━━━━━ DATA
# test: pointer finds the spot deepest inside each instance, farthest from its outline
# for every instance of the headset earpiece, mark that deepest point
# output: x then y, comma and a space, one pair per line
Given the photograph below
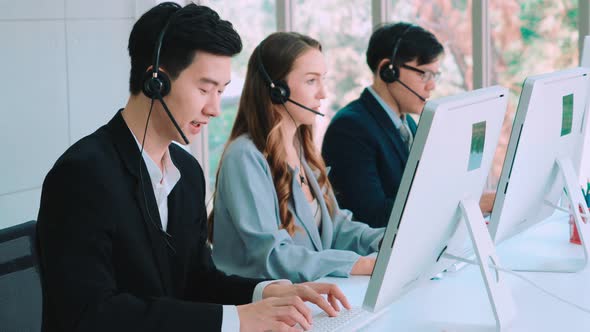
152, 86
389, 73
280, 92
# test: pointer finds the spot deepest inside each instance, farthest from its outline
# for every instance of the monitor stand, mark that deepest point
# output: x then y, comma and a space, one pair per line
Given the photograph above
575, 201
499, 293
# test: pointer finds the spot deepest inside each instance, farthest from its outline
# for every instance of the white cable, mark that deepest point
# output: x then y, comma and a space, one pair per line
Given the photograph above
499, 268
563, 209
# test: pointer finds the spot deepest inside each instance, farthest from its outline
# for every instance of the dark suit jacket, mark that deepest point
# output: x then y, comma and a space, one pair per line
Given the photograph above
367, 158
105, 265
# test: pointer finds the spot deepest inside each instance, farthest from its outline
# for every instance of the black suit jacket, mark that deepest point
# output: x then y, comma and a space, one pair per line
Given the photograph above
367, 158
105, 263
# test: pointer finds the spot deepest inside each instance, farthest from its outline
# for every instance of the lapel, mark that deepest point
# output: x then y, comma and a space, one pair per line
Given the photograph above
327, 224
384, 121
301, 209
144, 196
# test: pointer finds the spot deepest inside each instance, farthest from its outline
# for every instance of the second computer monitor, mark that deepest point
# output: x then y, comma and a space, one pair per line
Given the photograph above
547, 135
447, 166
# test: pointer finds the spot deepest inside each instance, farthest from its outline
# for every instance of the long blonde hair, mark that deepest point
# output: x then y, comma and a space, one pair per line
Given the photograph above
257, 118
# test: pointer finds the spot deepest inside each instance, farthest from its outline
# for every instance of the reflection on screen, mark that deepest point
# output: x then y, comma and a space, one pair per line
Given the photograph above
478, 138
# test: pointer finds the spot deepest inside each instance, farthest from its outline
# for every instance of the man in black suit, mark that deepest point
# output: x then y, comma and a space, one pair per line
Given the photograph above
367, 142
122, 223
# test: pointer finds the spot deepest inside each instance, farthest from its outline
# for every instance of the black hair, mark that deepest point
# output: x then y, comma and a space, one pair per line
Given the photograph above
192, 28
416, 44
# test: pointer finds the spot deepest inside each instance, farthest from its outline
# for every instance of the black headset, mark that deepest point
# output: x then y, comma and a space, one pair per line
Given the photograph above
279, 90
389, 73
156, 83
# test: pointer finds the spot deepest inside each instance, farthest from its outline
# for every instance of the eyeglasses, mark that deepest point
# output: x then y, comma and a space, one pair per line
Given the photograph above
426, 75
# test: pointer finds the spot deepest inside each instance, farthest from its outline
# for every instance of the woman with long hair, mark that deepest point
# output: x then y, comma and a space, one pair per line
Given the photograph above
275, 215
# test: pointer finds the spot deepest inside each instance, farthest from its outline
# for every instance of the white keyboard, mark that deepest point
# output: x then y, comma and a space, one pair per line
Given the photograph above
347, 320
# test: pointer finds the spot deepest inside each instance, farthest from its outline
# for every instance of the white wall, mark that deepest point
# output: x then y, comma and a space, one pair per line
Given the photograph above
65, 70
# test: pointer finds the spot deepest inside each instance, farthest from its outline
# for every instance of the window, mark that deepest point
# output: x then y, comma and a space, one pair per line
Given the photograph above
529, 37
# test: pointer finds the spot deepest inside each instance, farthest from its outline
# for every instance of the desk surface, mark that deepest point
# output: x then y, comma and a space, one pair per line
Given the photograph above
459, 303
━━━━━━━━━━
━━━━━ DATA
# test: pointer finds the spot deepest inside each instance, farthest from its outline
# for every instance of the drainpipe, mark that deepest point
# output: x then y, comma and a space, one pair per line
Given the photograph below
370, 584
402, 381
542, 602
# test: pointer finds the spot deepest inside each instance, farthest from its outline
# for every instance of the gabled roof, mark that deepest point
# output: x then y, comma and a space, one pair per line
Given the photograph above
━━━━━━━━━━
• EXERCISE PROMPT:
Extract every line of the records above that contains the string "suit", treating uppercase and lowercase letters as distinct.

• EXERCISE RESPONSE:
# for every instance of the dark suit jacket, mark that deepest point
# for every instance of the black suit jacket, mark that deepest point
# for every instance of the man in black suit, mark that deepest point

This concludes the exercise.